§ Exercise requirements:
Please copy every one of the records below word for word, leaving out the pictures.

Extracted records:
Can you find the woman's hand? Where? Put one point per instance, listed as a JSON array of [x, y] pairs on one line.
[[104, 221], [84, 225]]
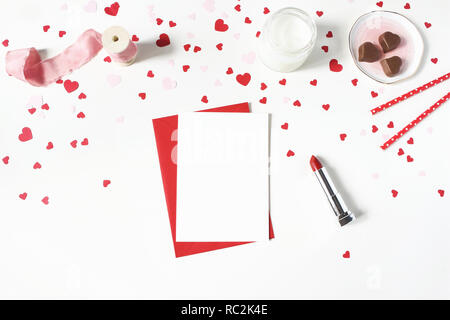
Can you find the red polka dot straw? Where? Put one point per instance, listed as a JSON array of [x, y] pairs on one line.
[[413, 123], [409, 94]]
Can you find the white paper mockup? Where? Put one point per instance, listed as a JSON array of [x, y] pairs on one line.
[[222, 177]]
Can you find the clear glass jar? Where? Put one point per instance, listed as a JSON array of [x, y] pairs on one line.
[[287, 39]]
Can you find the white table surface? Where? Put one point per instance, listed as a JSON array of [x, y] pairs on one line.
[[115, 242]]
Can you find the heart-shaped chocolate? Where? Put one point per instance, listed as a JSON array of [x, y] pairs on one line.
[[391, 66], [389, 41], [368, 52]]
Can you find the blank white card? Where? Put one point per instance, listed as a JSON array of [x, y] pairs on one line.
[[222, 177]]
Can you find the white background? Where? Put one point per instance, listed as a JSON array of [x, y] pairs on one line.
[[115, 242]]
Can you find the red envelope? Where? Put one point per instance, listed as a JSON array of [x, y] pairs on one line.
[[166, 142]]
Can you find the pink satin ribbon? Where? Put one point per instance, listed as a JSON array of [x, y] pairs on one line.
[[26, 64]]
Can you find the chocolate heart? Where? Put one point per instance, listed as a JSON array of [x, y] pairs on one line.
[[391, 66], [368, 52], [389, 41]]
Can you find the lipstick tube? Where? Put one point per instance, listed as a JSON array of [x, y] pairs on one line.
[[334, 198]]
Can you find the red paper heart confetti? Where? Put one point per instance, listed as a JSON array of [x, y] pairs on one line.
[[26, 134], [243, 79], [113, 9], [220, 26], [70, 86], [335, 66], [163, 40]]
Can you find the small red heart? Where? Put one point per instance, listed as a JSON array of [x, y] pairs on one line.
[[81, 115], [163, 40], [45, 200], [335, 66], [26, 134], [243, 79], [113, 9], [70, 86], [220, 26]]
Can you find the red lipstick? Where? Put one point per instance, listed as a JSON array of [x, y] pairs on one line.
[[333, 196]]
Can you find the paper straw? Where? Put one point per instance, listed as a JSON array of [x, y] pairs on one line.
[[410, 94], [413, 123]]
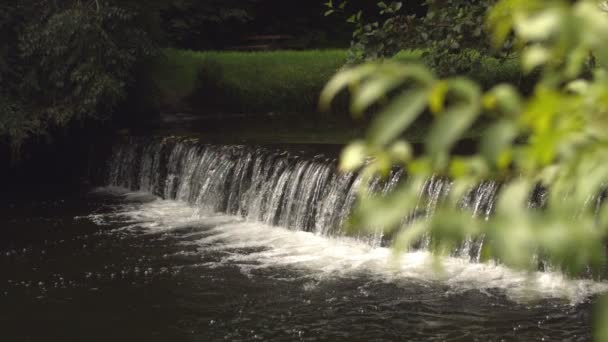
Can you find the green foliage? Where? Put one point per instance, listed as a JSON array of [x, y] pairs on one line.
[[555, 136], [245, 82], [273, 81], [73, 61], [206, 23], [451, 33]]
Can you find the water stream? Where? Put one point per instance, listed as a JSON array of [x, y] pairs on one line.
[[195, 242]]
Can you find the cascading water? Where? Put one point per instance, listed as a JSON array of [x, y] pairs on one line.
[[271, 186]]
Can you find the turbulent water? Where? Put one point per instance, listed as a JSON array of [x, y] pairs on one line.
[[290, 189]]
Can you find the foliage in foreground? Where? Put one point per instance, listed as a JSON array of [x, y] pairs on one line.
[[555, 137], [65, 62]]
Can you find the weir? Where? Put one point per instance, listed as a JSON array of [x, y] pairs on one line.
[[280, 187]]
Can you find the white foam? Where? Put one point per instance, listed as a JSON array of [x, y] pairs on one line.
[[324, 257]]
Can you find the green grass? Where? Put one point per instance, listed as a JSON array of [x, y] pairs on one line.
[[253, 82], [284, 82]]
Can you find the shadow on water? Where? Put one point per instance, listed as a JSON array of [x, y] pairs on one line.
[[75, 269]]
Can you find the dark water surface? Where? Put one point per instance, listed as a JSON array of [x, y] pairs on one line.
[[96, 267]]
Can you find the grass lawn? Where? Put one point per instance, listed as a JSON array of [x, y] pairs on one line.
[[279, 89]]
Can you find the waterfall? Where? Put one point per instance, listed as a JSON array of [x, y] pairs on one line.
[[292, 189]]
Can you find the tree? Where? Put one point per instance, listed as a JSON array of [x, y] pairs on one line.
[[554, 137], [65, 61]]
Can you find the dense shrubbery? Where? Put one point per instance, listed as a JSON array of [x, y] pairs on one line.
[[65, 62], [555, 137]]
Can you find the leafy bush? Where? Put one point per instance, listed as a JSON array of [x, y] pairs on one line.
[[69, 62], [554, 136]]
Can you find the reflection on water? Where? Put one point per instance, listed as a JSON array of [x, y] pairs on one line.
[[129, 267]]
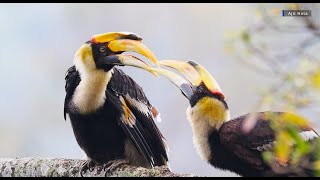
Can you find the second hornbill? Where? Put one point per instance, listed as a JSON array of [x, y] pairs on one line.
[[112, 119], [218, 139]]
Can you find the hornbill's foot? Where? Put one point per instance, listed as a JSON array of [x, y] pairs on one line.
[[113, 165], [87, 165]]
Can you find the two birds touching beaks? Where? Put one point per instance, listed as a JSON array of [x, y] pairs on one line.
[[114, 122]]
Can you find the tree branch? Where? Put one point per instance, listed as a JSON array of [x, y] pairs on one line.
[[58, 167]]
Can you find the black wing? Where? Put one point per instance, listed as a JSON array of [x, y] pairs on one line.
[[72, 79], [139, 116], [248, 146]]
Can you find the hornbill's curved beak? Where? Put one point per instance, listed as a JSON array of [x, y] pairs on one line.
[[195, 76], [118, 42]]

§ Task output:
Can you find the woman's hand? Where? Put one point per instance, listed as a JSON array of [x, y] pairs on one line.
[[104, 221], [84, 225]]
Can you find the red polka dot straw? Where? Put one point per instance, listed as a JSON array of [x, y] pairs on one line.
[[413, 123], [409, 94]]
Can you find the white paper mockup? Where? Put one point per instance, listed as a JSON array of [x, y] pairs on one line.
[[222, 177]]
Can you find the clear glass jar? Where? Put one point per instance, listed as a JSON array of [x, y] pairs on one line.
[[287, 39]]
Can you find the white table surface? Where? Put one point per instance, listed as a JSON array of [x, y] pairs on one line.
[[115, 242]]
Can you find the heart-shaped chocolate? Where? Put one point per instance, listed as a JSON array of [x, y] pairs on one line.
[[391, 66], [389, 41], [368, 52]]
Can you find the blank white card? Where? Put one point per instance, listed as a JSON array of [x, y] pairs on one line.
[[222, 177]]
Can you find the white background? Where? Put one point per instance, listed as a JSON array of [x, y] pairs on one line.
[[115, 242]]
Can you find the red envelope? Where? Put one point per instance, listed as a JSON array of [x, y] pairs on one line.
[[166, 142]]
Can you find the pink satin ribbon? Where? Put one point per instance, listed as a JSON array of [x, y] pairs on one line.
[[26, 64]]
Can you find the chocolate heart? Where? Put one point per instance, listed as a JSON array of [x, y] pairs on one line.
[[391, 66], [368, 52], [389, 41]]
Can you find the lipstick tube? Where? Put one point per instance, listed as a JSON array of [x, y] pairs on one line.
[[334, 198]]
Can you find the red paper heart confetti? Where? Put one point per instance, listed as a JSON array of [x, y] pairs on one line.
[[26, 134], [243, 79], [113, 9], [220, 26], [70, 86], [335, 66], [163, 40]]
Can you find the small red heart? Where? Put one point per instance, listed as a JSON array of [x, y] pairs on one line.
[[81, 115], [163, 40], [45, 200], [335, 66], [26, 134], [243, 79], [113, 9], [70, 86], [220, 26]]
Can you find the red lipstick? Where? Put one point per instance, listed as a JSON array of [x, y] pairs on one line.
[[333, 196]]
Can you find the paper straw? Where? Put one point per instance, listed as a JSON array of [x, y] pairs on one line.
[[410, 94], [413, 123]]
Can you find the green foliage? Where? Put one point per instance, listed as a JSON array of [x, y] pairs on one line.
[[555, 136], [245, 82], [273, 81], [73, 61], [206, 23], [451, 33]]
Can you find the water stream? Where? Put one point per instance, listed as a JSON array of [x, y] pairs on one line.
[[195, 242]]
Can you find the cascading water? Where? Put one point per instance, listed as a JSON array of [x, y] pairs on one line.
[[271, 186]]
Can you find the turbulent water? Where? Put one point per instance, listed as a JSON array of [x, y] pairs on one line.
[[290, 189]]
Can you find the foliage in foreground? Where? Put one point per instance, listed as a JSON array of [x, y] pairs on one line.
[[555, 137], [65, 62]]
Can you find the weir? Where? Put one point per instance, listed as a JSON array of [x, y] pairs on one line.
[[280, 187]]
Can you find the white foam? Where? Put one point per instance, listed as a JSON array of [x, y] pairs on one line.
[[324, 257]]
Can you find the green grass? Where? Put one point per instance, listed as a JSON array of [x, y] pairs on one line.
[[253, 82], [284, 82]]
Can you find the shadow on water? Where? Put one point per instance, listed as a JSON array of [x, y] pairs on one line.
[[75, 269]]
Can you find the dark water surface? Where? Put one point per instance, listed as a JSON array of [x, y] pairs on one line.
[[96, 267]]
Can you find the grass lawn? Where? Put one point per instance, listed as a JSON array of [x, y] pairs on one line.
[[279, 89]]
Can you find the waterfall? Where? Put one point per instance, listed as a JSON array of [x, y] pairs on one line.
[[292, 189]]
Can you find the tree? Where? Put one point per instance, listed as a JSON array of [x, y] pairs on one line.
[[554, 137], [65, 61]]
Can you find the dense shrubbery? Where? Put one point per instance, listed as a JSON array of [x, y] pairs on one line.
[[65, 62], [555, 137]]
Can you find the leafy bush? Where? Put one point per instance, listed as a JSON array of [x, y] pairs on one line.
[[69, 62], [554, 136]]
Can you find the reflection on water? Where? Put one point per instance, listed as a JSON array of [x, y] pairs on one line.
[[129, 267]]
Can you find the second hornbill? Where? Put one point per instance, listed as a JSON array of [x, y] pairs on one line.
[[112, 119], [218, 139]]
Can you find the hornbill's foot? Where? Put one point per instance, listed as a JSON array of [x, y] pairs on one line.
[[113, 165], [87, 165]]
Can you find the two birds touching beaks? Where? Put one point per instance, listed as a JSON array of [x, y] pairs on one line.
[[114, 122]]
Can you find the tree branch? Where? Put one point per instance, listed as a JSON array of [x, y] pairs on one line.
[[58, 167]]
Can you find the black wing? Where? Put one point per instance, listed as a JSON array of [x, y] pairs on one line.
[[72, 79], [139, 116], [248, 146]]
Can you find the hornbill's curved beak? Where? Put one point per instance, listed as a JSON array of [x, y] pairs on one line.
[[195, 76], [118, 42]]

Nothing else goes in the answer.